**WHAT YOU ARE ASKED TO DO**
Reproduce the passage on Manny's Law word for word, in full.

**PASSAGE PROVIDED**

★ ★ ★ ★ ★ ★ ★

Manny's Law is a New York law (effective Jan. 2007) that conditions state funding to hospitals on their termination of overcharging the uninsured who earn less than three times the poverty level. Its citation is NY CLS Pub Health § 2807-k.
This new law probably protects far more than half of all hospital patients in New York. These patients cannot be charged more for medical care than the hospital would charge an insurance company ("highest volume payer"), Medicare or Medicaid. This new law also prevents aggressive collection practices, such as foreclosing on someone's home.
Hospitals that fail to comply will lose $850 million in state funds for charity care. For non-emergency cases, a proposed regulation would limit application of this law to those patients who use their local hospital.
This law should discourage health insurance companies, which are oligopolies, from continuing to force or persuade hospitals to overcharge the uninsured. Insurance companies like hospital overcharging of the uninsured because it drives more people to buy full insurance.

★ ★ ★ ★ ★ ★ ★

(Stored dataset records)

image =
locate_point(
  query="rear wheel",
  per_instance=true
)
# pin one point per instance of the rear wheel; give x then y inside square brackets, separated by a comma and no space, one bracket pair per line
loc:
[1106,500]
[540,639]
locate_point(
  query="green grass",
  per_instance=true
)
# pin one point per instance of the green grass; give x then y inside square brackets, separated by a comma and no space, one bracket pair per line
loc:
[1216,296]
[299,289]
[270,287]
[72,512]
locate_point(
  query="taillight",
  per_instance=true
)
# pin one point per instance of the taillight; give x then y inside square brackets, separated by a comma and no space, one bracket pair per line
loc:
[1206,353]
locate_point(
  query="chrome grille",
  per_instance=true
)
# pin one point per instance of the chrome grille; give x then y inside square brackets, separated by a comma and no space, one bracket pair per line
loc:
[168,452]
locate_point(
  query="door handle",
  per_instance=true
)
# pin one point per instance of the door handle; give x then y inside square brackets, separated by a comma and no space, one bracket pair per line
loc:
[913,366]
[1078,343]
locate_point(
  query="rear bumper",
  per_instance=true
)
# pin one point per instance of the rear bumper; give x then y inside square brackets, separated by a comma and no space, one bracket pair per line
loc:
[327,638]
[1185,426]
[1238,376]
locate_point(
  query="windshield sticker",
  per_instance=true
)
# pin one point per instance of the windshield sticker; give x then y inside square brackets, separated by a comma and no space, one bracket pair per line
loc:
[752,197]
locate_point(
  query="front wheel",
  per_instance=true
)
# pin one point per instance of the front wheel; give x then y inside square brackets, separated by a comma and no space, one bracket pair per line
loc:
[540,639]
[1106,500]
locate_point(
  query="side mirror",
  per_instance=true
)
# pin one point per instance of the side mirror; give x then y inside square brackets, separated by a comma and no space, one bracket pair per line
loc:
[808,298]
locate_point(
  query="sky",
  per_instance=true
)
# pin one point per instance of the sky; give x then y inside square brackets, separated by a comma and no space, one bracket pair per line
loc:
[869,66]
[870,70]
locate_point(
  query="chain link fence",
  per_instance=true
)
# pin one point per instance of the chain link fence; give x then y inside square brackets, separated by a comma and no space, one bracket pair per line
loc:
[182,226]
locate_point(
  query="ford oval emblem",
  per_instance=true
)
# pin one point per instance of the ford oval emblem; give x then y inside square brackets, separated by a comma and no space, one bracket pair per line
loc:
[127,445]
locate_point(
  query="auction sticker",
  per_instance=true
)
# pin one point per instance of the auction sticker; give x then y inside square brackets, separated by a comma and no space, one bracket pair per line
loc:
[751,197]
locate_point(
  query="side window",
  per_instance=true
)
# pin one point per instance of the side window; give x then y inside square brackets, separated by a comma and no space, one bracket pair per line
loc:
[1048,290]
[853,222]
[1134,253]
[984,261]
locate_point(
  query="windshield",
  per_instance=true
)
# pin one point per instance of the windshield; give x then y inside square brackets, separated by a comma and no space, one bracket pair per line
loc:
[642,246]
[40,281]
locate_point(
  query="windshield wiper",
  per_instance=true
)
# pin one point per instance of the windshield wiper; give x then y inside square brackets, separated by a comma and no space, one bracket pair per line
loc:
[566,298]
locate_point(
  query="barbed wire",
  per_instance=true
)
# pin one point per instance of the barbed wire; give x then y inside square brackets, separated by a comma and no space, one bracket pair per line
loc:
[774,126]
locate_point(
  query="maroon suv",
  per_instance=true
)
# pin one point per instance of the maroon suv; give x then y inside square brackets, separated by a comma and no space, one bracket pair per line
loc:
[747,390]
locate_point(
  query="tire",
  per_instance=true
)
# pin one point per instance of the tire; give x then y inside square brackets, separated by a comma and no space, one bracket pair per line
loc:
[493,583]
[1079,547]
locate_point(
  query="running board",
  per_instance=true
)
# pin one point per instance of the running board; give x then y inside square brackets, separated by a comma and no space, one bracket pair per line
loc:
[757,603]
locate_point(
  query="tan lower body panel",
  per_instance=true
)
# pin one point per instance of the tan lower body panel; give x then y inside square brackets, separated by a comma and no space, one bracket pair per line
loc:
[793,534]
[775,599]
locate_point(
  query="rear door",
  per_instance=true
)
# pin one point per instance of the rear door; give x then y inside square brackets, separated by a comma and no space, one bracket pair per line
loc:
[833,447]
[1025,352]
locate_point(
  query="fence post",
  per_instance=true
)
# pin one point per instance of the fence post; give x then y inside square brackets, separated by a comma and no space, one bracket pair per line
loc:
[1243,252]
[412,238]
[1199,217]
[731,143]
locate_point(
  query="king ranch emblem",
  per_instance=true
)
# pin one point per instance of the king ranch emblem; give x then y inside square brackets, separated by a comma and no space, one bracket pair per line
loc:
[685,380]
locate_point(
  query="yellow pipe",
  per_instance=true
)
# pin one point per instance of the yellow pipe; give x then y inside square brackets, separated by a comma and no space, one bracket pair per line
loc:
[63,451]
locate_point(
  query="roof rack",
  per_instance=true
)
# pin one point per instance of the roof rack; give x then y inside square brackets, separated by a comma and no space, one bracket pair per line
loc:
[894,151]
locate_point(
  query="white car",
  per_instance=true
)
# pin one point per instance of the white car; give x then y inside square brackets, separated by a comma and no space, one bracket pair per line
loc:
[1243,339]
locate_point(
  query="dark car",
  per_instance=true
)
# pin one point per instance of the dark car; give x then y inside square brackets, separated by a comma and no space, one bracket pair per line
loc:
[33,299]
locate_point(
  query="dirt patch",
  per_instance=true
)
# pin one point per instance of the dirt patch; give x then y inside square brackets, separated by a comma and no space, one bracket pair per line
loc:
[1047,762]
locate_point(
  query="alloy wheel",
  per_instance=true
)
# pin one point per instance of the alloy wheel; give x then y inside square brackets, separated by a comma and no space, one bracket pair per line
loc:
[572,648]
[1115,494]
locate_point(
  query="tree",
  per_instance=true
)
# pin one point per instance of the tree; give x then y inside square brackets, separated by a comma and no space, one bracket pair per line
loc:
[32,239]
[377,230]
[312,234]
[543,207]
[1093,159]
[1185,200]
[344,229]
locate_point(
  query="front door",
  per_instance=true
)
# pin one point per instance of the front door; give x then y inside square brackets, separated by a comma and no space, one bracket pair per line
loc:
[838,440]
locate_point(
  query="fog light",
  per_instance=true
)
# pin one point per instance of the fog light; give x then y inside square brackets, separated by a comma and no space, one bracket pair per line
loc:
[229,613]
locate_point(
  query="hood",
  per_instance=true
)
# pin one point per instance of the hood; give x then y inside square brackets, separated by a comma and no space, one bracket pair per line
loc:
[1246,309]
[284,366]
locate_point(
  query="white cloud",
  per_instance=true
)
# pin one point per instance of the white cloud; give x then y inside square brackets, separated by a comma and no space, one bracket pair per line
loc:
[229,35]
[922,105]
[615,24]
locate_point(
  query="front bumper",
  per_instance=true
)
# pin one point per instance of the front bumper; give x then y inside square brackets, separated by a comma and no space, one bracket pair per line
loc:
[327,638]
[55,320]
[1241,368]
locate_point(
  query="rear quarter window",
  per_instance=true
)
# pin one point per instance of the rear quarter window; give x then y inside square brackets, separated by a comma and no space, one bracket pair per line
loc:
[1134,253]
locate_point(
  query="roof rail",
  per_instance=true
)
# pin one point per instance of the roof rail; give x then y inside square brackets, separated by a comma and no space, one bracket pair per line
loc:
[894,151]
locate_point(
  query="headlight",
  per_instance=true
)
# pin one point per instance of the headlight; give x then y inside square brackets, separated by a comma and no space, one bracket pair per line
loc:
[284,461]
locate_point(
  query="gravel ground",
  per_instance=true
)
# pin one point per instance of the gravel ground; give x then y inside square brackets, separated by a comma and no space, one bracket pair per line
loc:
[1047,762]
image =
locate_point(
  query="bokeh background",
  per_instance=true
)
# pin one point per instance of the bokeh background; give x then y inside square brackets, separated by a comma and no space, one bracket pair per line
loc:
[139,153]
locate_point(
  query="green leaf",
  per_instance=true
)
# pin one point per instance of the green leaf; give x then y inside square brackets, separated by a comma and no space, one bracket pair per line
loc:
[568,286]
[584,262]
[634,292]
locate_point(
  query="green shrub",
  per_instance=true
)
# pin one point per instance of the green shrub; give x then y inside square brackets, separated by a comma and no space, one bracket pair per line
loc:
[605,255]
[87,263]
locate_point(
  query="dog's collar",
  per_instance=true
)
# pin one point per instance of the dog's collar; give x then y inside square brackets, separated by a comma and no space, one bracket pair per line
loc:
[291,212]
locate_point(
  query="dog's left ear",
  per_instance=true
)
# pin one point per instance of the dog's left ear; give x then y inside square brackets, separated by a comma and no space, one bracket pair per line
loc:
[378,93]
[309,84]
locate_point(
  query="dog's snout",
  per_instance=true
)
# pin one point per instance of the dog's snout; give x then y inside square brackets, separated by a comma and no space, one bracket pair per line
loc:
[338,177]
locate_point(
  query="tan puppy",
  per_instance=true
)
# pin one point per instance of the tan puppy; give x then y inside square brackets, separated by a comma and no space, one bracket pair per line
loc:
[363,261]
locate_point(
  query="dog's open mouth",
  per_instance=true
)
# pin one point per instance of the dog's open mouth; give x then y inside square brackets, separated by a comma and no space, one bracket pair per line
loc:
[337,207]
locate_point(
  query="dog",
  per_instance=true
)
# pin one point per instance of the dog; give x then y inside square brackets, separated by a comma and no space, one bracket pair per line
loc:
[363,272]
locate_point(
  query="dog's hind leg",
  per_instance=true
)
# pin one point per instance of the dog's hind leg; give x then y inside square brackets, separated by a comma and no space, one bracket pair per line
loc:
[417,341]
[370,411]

★ ★ ★ ★ ★ ★ ★

**EXPECTED ANSWER**
Manny's Law is a New York law (effective Jan. 2007) that conditions state funding to hospitals on their termination of overcharging the uninsured who earn less than three times the poverty level. Its citation is NY CLS Pub Health § 2807-k.
This new law probably protects far more than half of all hospital patients in New York. These patients cannot be charged more for medical care than the hospital would charge an insurance company ("highest volume payer"), Medicare or Medicaid. This new law also prevents aggressive collection practices, such as foreclosing on someone's home.
Hospitals that fail to comply will lose $850 million in state funds for charity care. For non-emergency cases, a proposed regulation would limit application of this law to those patients who use their local hospital.
This law should discourage health insurance companies, which are oligopolies, from continuing to force or persuade hospitals to overcharge the uninsured. Insurance companies like hospital overcharging of the uninsured because it drives more people to buy full insurance.